Given entries:
┌──

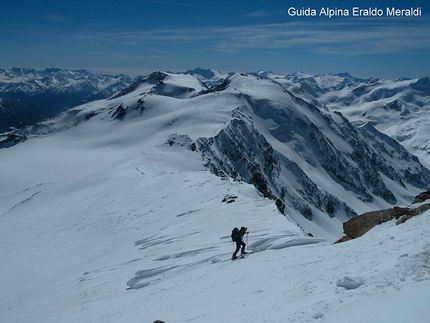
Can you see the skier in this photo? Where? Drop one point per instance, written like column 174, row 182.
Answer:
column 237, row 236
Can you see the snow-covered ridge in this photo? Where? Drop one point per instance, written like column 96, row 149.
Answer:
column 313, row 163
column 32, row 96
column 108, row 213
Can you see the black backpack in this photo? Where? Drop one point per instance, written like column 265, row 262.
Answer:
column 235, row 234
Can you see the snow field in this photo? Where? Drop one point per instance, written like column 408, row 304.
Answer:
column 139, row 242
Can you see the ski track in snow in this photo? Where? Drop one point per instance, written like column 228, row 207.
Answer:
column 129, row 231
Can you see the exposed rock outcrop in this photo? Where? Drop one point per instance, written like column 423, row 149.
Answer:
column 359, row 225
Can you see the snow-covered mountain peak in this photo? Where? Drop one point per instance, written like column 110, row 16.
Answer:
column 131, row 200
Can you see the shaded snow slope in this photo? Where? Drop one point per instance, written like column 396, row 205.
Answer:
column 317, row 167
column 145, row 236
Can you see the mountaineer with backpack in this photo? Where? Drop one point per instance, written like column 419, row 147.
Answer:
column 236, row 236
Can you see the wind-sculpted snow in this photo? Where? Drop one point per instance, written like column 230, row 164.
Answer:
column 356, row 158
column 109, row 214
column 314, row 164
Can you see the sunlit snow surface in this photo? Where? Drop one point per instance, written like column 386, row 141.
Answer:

└──

What is being asked: Give every entry above again, exactly, and keep all pictures out of it.

Response to the task:
Can you see the skier in this photo? Where? Drop one point per instance, written like column 174, row 182.
Answer:
column 237, row 236
Can you see the snow-covered ridge in this photo? Where? Drop one point per instance, written like column 96, row 149.
Answer:
column 313, row 163
column 32, row 96
column 108, row 213
Can you see the black backpack in this photo? Where? Drop one point per instance, written like column 265, row 262.
Answer:
column 235, row 234
Can you see the snow field in this photo? Where? Drop one point per instance, written like column 408, row 304.
Answer:
column 139, row 242
Can you see the ski track in snow in this photo? Where? Drop one point per instance, written like column 228, row 207.
Answer:
column 129, row 231
Can you see the exposed rock outcrop in this photo? Where? Drop one point per instance, written like column 423, row 149.
Answer:
column 359, row 225
Can you see the snow-covered mountain peak in this photo? Where? Drop one point per instance, written like column 110, row 16.
Answer:
column 131, row 200
Can you see the shaded snow slope in this photo? Where? Drop one point per instance, written like column 396, row 205.
Answer:
column 317, row 167
column 145, row 236
Can you see the mountaineer with backpack in this photo? Where? Drop one point per instance, written like column 419, row 147.
Answer:
column 236, row 236
Can you see the wind-sculpted snow in this photo? Where? Drop one point per instance, written like column 230, row 164.
Answer:
column 356, row 158
column 109, row 214
column 314, row 164
Can you see the sunlit snow surface in this photo? Where? Drop one point per instance, written like column 386, row 141.
Answer:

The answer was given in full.